BRIEF:
Output only the lines below from the one containing "Place one marker on each instance of the woman's fingers." to the one containing "Place one marker on each instance of the woman's chin.", exactly as written, both ends kept.

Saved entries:
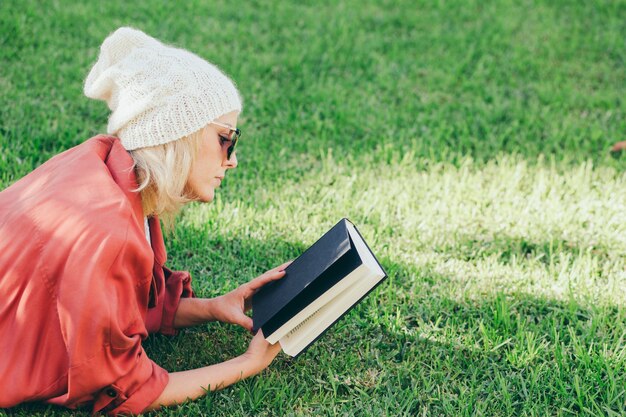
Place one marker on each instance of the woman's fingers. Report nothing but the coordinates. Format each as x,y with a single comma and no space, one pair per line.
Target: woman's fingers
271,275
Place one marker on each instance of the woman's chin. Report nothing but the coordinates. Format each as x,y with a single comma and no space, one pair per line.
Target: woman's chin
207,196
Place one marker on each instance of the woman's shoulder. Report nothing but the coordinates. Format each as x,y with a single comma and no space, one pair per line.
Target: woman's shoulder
...
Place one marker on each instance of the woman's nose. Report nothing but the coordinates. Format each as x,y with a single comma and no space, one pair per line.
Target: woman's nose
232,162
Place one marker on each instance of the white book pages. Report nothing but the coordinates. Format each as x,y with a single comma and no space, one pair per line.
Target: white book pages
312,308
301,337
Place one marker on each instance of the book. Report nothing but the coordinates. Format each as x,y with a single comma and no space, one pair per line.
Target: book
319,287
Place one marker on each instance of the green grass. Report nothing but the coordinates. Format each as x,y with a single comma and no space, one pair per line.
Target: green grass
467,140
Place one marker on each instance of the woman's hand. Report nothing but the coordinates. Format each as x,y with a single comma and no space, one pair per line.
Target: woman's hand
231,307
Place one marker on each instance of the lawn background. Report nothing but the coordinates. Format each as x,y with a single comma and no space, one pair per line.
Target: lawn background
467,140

COMPLETED EXERCISE:
Place one marker on each instance of the woman's fingers. Report nothing but the coordinates. Format each as x,y with a single comma and no space, one pair per line.
Target: woman's fingers
271,275
Place one marker on each instance of the woman's chin. Report nothing but the coordinates. Format each as x,y with a single comma and no space, one pair per line.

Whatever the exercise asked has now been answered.